→ Exercise aim
Give the lines of the material below as a JSON list of strings, one string per line, leaving out blank lines and the pictures.

-------- Input records --------

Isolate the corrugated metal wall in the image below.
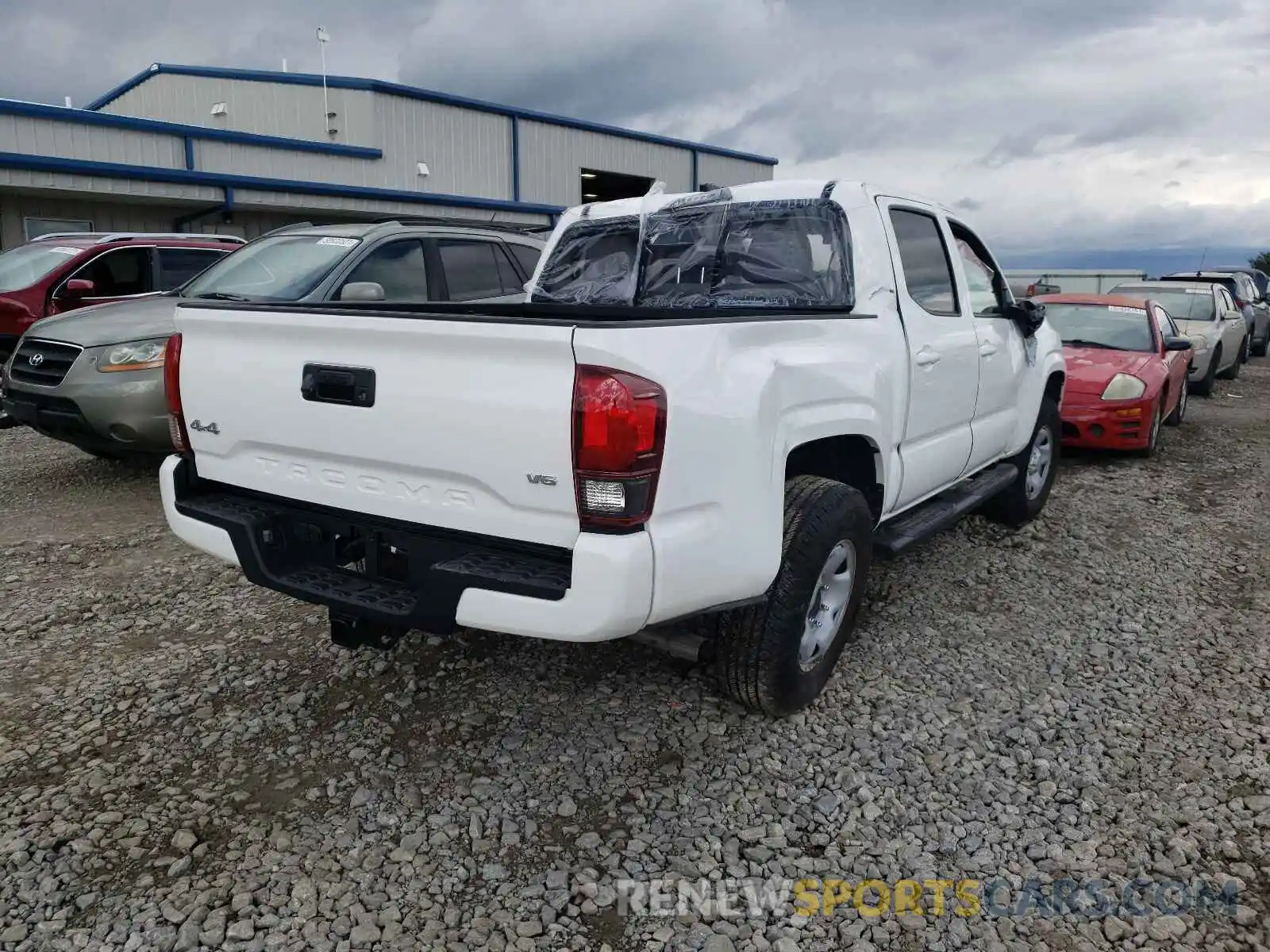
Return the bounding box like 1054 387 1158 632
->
519 121 692 205
371 94 510 201
0 169 221 205
697 152 772 186
233 189 548 225
0 192 217 248
0 116 186 169
102 72 377 146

--------

→ Answer to this exercise
[
  "Isolate the corrugated metal wall in the image below.",
  "Return the bounding box like 1054 387 1158 632",
  "->",
  "519 121 692 205",
  "371 94 510 201",
  "0 169 221 205",
  "697 152 772 186",
  "233 189 548 225",
  "0 192 217 248",
  "0 116 186 169",
  "102 72 377 146"
]